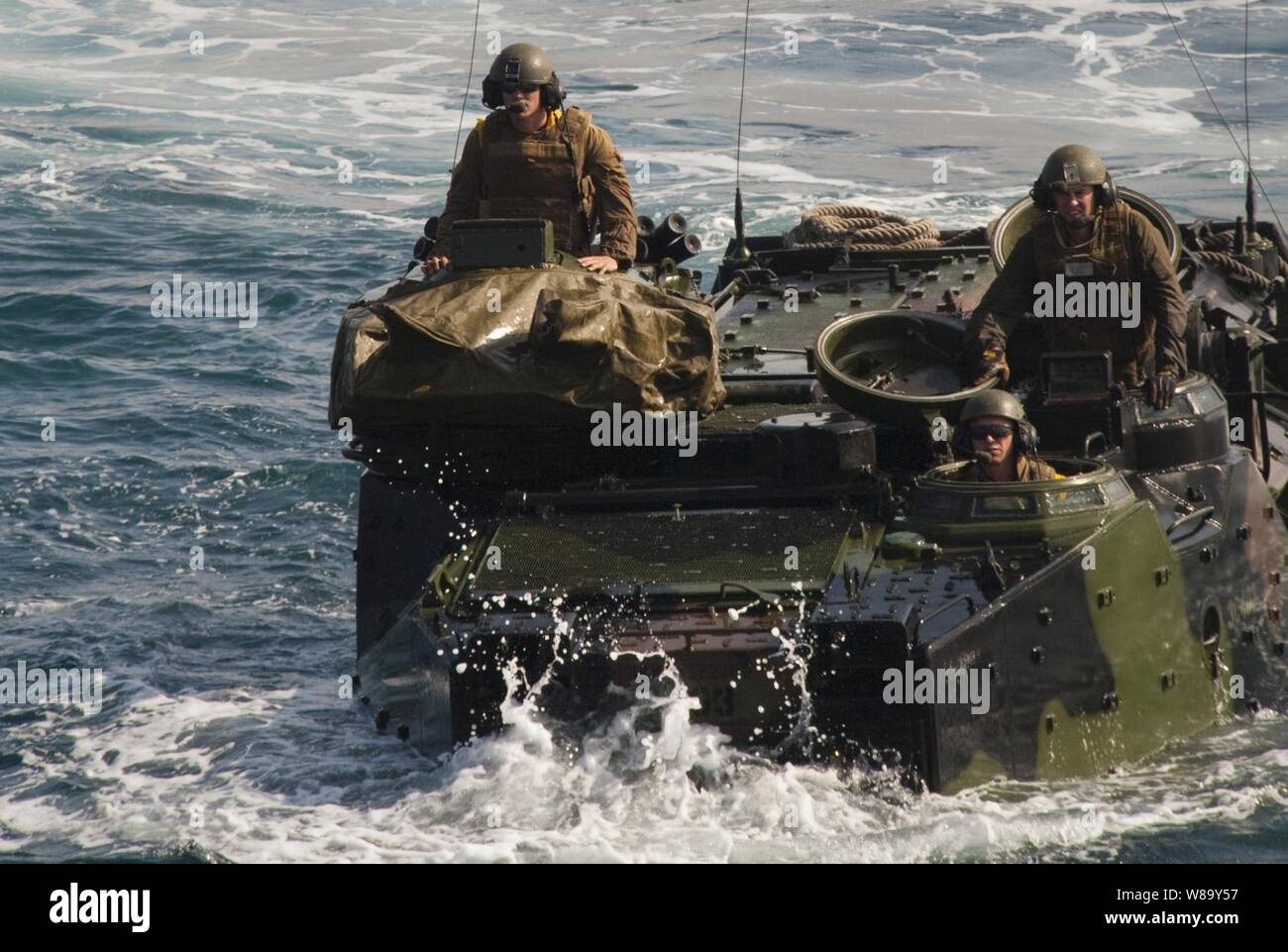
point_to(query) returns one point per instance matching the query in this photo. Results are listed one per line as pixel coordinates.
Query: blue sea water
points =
(145, 140)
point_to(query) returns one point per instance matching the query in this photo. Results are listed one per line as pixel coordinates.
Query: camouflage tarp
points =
(523, 344)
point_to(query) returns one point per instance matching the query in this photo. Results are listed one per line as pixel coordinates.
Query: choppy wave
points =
(303, 151)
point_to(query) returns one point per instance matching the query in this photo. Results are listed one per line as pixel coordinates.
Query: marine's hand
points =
(600, 264)
(1162, 389)
(991, 364)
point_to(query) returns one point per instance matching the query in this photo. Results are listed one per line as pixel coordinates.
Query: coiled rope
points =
(861, 230)
(1234, 265)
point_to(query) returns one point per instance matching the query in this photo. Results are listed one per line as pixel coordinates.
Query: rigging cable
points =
(1231, 132)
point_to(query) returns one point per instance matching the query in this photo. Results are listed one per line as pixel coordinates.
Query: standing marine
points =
(1089, 235)
(535, 159)
(996, 430)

● ● ● ●

=== Task brief ===
Output the listing exactly, pictures excluded.

=== Solution to this task ===
point_to(query) returns one point per instance matching the query in this photo. Results are listed one per line as pixel coordinates.
Query: blue sea water
points =
(145, 140)
point_to(query) returns one point per instance matching the query in this photo. Results are listed one per line as pixel coordinates.
Query: camouflage tarp
points =
(523, 344)
point_to(query) returns one point per instance matching the query in this photo. Results are listed one per line as pixel coordinates.
Query: choppy wave
points =
(303, 151)
point_to(query) returns one point per instance matching the query in this photo. Results are listed one per line as pixel coordinates.
Query: marine's hand
points =
(600, 264)
(1162, 389)
(991, 364)
point_to(query) returns one point per instance matching the query in this photo. Results are listed one per line as pixel coordinates.
Query: coiled rope
points =
(861, 230)
(1234, 265)
point_to(query) returns one point per instance matching the query in this photo. Results are listed one per line as pixel coordinates.
Query: rigging cable
points =
(1231, 132)
point_to(query) returns one point per instance matching the query in this photo. Results are listed one per line as pixel coordinates.
Query: standing marine
points =
(1089, 235)
(535, 159)
(996, 430)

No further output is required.